## Trecho
# # # # #

Fonte da primeira imagem: HAZ
#ParaTodosVerem [FOTOGRAFIA]: Duas imagens uma ao lado da outra, separadas por uma linha branca. A primeira mostra uma cena do filme O Nome da Rosa (1986), em que três homens circundam um cadáver deitado sobre uma mesa, sendo que um o examina. A segunda imagem mostra um médico examinando um paciente em uma ambientação adequada.
Os acirrados debates que interpõem crença e ciência se acentuaram recentemente nos âmbitos público e privado em decorrência de um fenômeno pandêmico mundial: a COVID-19. A crise de credibilidade que a ciência vinha passando adquiriu novos contornos quando a discussão bizantina passou a determinar a vida e a morte de milhares de pessoas. O embate, que antes podia ser desprezado ou ignorado por alguns, se tornou uma questão de autodefesa, de nossa própria sobrevivência. A julgar pelos altos índices de inobservância das atuais regras sanitárias, não são poucos os que ignoram consensos da ciência para validar suas próprias crenças – para respaldar em termos quantitativos a relevância da questão.
Diante desse cenário, um filme antigo nos aparece a assombrar por semelhança, mas não mera coincidência. Baseado no livro homônimo de Umberto Eco, O Nome da Rosa (1986) retrata a investigação realizada pelo padre franciscano William de Baskerville em um mosteiro beneditino italiano, onde ocorre uma série de estranhas mortes. Na última semana de novembro de 1327, sete monges falecem, cada um em um dia da semana, em circunstâncias misteriosas. O frade William, que havia recebido a missão de investigar a ocorrência de heresias no mosteiro, passa então a investigar os óbitos.

# # # # #

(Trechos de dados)
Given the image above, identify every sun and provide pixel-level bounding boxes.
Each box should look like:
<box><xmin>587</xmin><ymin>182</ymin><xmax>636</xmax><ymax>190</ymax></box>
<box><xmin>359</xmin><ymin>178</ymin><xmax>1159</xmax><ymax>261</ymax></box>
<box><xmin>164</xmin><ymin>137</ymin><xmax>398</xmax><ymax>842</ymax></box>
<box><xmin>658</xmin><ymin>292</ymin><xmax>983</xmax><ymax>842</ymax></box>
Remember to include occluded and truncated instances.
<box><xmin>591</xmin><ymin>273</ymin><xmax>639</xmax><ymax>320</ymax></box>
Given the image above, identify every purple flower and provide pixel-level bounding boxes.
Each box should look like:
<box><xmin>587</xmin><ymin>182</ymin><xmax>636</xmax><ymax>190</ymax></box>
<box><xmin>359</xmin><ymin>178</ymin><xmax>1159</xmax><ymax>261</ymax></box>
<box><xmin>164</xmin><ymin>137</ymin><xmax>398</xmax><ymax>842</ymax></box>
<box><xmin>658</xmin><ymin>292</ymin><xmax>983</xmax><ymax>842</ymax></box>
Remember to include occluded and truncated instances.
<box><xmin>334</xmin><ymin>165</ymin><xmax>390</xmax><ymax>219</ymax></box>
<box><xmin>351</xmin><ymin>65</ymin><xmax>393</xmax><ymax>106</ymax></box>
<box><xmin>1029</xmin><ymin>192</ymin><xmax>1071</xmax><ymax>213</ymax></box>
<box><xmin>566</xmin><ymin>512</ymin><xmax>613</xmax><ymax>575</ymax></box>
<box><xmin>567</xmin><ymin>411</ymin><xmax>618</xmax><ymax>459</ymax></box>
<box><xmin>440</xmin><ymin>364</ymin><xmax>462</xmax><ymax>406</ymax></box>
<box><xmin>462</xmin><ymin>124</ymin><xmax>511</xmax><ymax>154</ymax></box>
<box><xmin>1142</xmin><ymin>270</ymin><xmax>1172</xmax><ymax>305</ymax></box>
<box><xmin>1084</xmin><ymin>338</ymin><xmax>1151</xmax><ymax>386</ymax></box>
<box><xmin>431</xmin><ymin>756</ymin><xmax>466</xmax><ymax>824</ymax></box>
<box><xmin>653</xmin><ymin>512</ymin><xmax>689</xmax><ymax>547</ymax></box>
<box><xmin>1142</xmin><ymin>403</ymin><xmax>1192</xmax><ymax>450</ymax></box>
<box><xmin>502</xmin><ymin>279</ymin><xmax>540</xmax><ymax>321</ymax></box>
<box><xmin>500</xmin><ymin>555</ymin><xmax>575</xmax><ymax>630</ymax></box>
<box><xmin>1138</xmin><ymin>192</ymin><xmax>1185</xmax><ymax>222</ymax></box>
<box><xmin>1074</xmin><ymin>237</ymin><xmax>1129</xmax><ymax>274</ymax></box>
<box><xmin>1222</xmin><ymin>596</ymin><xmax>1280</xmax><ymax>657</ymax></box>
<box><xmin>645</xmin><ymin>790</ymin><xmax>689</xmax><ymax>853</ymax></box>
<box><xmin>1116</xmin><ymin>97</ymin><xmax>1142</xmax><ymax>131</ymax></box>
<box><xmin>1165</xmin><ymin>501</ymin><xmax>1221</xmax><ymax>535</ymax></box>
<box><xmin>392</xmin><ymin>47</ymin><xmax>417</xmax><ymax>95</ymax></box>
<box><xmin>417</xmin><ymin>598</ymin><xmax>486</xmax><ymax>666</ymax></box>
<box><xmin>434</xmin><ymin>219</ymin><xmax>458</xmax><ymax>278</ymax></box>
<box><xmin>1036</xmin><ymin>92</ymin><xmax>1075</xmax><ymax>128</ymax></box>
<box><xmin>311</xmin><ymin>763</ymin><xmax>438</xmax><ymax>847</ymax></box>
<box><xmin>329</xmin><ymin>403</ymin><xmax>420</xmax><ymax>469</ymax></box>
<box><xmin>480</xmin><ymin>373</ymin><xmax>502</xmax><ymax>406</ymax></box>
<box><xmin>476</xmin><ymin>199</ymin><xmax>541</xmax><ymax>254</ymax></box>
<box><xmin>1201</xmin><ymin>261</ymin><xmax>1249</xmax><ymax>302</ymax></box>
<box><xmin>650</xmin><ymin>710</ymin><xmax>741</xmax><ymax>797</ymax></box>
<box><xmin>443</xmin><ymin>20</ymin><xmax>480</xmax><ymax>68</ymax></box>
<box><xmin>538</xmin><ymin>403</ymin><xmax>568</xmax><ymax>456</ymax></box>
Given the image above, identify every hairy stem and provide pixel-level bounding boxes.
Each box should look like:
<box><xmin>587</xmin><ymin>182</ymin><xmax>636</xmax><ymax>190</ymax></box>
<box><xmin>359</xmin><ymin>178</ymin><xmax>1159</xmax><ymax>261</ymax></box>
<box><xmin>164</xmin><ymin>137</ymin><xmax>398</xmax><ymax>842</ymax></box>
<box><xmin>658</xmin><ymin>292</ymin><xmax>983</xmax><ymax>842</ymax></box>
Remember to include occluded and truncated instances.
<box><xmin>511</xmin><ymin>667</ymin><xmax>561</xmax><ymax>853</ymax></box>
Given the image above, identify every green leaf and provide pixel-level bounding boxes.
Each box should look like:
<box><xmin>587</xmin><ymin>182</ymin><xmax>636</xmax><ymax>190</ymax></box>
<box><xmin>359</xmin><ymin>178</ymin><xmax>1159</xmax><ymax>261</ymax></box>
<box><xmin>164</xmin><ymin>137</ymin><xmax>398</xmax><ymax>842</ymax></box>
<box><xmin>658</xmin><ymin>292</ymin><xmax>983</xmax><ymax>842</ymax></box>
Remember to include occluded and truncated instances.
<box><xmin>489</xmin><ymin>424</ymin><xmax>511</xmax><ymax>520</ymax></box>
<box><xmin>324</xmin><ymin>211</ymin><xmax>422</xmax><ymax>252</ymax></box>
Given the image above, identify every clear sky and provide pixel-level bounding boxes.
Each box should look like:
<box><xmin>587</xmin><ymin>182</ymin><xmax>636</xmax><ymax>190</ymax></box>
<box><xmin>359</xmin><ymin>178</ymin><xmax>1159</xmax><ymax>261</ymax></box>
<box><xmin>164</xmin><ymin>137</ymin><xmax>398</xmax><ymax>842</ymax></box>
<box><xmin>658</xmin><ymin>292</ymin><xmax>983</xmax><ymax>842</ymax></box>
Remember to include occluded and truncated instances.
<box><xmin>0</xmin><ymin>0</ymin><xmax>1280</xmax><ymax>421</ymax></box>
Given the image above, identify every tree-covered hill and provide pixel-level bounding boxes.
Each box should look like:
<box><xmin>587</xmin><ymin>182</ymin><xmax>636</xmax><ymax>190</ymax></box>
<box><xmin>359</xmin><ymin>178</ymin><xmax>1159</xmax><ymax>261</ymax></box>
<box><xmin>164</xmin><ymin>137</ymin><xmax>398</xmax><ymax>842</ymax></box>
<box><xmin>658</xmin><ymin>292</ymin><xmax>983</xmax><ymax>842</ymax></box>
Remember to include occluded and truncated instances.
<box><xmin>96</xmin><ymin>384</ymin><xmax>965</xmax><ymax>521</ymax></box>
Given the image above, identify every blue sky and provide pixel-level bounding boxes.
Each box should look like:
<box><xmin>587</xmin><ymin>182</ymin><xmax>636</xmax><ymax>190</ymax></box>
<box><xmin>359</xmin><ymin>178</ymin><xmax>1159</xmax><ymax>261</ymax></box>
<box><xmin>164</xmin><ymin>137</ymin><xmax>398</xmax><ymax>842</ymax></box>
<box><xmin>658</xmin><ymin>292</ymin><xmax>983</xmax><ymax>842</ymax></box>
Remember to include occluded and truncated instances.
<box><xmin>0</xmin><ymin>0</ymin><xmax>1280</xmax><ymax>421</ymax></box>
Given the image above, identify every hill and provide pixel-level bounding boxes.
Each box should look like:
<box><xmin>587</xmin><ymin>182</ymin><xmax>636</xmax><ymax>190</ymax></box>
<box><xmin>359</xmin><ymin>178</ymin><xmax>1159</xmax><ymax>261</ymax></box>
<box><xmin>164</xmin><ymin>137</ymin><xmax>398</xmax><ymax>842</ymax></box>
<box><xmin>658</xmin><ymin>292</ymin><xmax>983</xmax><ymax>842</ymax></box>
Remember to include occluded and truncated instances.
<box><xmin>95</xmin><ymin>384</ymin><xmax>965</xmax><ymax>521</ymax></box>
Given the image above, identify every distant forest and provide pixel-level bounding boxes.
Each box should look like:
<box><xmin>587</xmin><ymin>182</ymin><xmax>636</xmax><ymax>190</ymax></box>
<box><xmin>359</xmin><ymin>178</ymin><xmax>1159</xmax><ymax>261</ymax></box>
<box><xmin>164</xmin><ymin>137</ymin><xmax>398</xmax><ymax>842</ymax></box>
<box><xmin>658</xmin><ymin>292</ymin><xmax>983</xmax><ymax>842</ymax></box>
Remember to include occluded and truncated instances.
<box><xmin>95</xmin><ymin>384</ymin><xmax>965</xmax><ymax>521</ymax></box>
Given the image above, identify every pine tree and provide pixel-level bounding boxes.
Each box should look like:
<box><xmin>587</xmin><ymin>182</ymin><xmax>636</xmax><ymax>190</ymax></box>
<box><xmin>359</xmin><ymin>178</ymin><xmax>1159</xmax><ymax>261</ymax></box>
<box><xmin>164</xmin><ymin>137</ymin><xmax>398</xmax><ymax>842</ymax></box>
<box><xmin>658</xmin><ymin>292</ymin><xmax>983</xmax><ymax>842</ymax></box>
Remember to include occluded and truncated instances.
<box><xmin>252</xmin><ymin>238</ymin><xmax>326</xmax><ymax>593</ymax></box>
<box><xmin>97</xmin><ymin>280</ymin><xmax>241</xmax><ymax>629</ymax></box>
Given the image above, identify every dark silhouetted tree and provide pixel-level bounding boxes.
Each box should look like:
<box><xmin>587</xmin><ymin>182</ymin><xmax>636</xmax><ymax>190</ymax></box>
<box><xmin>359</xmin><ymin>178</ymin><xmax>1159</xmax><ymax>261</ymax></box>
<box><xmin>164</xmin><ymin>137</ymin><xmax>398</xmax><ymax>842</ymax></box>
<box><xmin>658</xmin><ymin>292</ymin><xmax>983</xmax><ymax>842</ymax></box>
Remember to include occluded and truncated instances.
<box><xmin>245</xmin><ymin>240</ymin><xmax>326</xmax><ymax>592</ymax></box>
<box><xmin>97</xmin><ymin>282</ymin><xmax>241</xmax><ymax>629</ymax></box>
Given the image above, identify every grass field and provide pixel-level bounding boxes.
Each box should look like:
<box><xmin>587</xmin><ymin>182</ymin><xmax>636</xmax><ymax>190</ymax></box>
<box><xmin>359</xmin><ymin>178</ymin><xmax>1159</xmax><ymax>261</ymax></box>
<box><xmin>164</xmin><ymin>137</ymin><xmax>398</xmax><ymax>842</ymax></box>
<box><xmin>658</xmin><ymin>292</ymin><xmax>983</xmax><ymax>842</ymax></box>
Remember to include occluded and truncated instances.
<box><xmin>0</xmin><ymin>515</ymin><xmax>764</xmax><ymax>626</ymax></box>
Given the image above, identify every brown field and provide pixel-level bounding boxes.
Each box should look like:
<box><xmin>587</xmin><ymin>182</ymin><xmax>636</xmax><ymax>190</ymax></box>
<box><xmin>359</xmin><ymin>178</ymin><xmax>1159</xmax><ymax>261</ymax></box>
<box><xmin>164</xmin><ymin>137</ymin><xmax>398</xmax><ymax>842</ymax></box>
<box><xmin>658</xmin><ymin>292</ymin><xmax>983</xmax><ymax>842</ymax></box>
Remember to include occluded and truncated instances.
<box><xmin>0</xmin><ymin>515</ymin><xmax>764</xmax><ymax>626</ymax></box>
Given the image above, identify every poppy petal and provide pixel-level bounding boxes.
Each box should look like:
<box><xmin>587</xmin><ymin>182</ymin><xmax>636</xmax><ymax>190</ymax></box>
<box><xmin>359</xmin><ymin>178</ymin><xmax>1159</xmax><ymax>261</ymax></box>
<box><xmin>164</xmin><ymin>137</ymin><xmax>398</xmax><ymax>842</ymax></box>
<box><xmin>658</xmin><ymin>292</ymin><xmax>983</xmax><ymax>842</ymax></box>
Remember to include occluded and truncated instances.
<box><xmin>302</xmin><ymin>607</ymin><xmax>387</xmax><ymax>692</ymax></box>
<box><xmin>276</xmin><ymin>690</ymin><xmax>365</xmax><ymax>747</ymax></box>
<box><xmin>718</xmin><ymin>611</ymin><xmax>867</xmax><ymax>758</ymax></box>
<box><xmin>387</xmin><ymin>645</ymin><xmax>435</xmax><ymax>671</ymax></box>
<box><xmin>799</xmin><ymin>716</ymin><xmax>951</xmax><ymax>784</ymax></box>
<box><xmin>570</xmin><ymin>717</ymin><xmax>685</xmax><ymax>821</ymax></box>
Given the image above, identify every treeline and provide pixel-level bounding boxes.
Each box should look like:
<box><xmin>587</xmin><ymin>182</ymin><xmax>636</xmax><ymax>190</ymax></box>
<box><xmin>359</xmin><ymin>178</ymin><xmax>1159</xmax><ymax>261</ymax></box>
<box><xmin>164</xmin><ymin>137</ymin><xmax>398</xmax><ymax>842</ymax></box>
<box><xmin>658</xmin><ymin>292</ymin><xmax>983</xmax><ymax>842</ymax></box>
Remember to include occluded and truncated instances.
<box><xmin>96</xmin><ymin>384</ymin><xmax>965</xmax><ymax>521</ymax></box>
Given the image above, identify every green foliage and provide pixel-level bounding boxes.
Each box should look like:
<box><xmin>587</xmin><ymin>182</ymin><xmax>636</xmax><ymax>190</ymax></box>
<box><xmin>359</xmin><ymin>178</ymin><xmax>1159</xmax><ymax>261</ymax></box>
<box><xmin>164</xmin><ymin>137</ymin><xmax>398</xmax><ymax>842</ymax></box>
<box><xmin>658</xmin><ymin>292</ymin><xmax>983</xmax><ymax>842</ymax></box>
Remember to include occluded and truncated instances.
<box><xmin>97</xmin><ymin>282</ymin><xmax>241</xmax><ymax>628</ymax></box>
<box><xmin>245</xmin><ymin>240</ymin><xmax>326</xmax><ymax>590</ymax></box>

# # # # #

## Problema 1
Retorne sem alterações a parte do texto sobre O Nome da Rosa que começa em "Os acirrados debates" e termina em "relevância da questão.".
## Problema 2
Resuma em duas frases o texto sobre O Nome da Rosa.
## Problema 3
Por favor, prolongue o texto sobre O Nome da Rosa a partir da última frase apresentada.

## Resposta 1
Os acirrados debates que interpõem crença e ciência se acentuaram recentemente nos âmbitos público e privado em decorrência de um fenômeno pandêmico mundial: a COVID-19. A crise de credibilidade que a ciência vinha passando adquiriu novos contornos quando a discussão bizantina passou a determinar a vida e a morte de milhares de pessoas. O embate, que antes podia ser desprezado ou ignorado por alguns, se tornou uma questão de autodefesa, de nossa própria sobrevivência. A julgar pelos altos índices de inobservância das atuais regras sanitárias, não são poucos os que ignoram consensos da ciência para validar suas próprias crenças – para respaldar em termos quantitativos a relevância da questão.

## Resposta 2
A pandemia de COVID-19 acentuou os debates entre crença e ciência, e muitos ignoram consensos científicos para validar suas próprias crenças. Nesse cenário, o filme O Nome da Rosa (1986), baseado no livro homônimo de Umberto Eco, retrata a investigação do padre franciscano William de Baskerville sobre uma série de mortes misteriosas em um mosteiro beneditino italiano.

## Resposta 3
A construção psicológica do padre William remete a uma representação do então novo intelectual renascentista, um homem com postura humanista e racional em oposição à mentalidade dogmática do homem medieval. Já os monges aparecem no decorrer do filme em uma série de cenas contraditórias, mostrando a insustentabilidade de suas crenças sob o ponto de vista racional. Assim, eles realizam flagelações, atos sexuais entre si, punições severas, dentre uma série de contradições à sua fé cristã. Através dessas representações, são construídas duas formas de se viver no mundo: a da crença, que tem suas bases frágeis, a ponto de nem mesmo seus fiéis conseguirem sustentar seus dogmas; e a da ciência, com base na construção racional e articulada nas investigações dos óbitos pelo frade franciscano.
Sendo a todo tempo impedido de avançar nas investigações por ser desmoralizado pelos monges, que atribuem origens místicas aos falecimentos, nós vivemos a agonia do padre a todo instante. As conversas entre os monges no filme nos mostram o quanto eles repudiam a ciência, ou qualquer forma diferente se pensar ou viver que não seja a deles. Qualquer linha de pensamento contrária às suas crenças são consideradas heréticas e devem ser eliminadas. Assim, em forma de crítica, o diretor Annaud conseguiu transpassar a luta contra a mistificação e o esvaziamento dos valores pela demagogia em uma sociedade aparentemente distante da nossa.
Dentre todas as teorias sobre a origem do nome da obra, uma me agrada mais: a da expressão “nome da rosa” ser utilizada pelos medievais para designar o poder das palavras. As palavras têm poder. Quem quer prova disso é só olhar ao nosso redor.
Cassiano Ribas
Graduando em Ciências Sociais (FFLCH-USP) e bolsista do Projeto CineGRI Ciclo 2019/2020.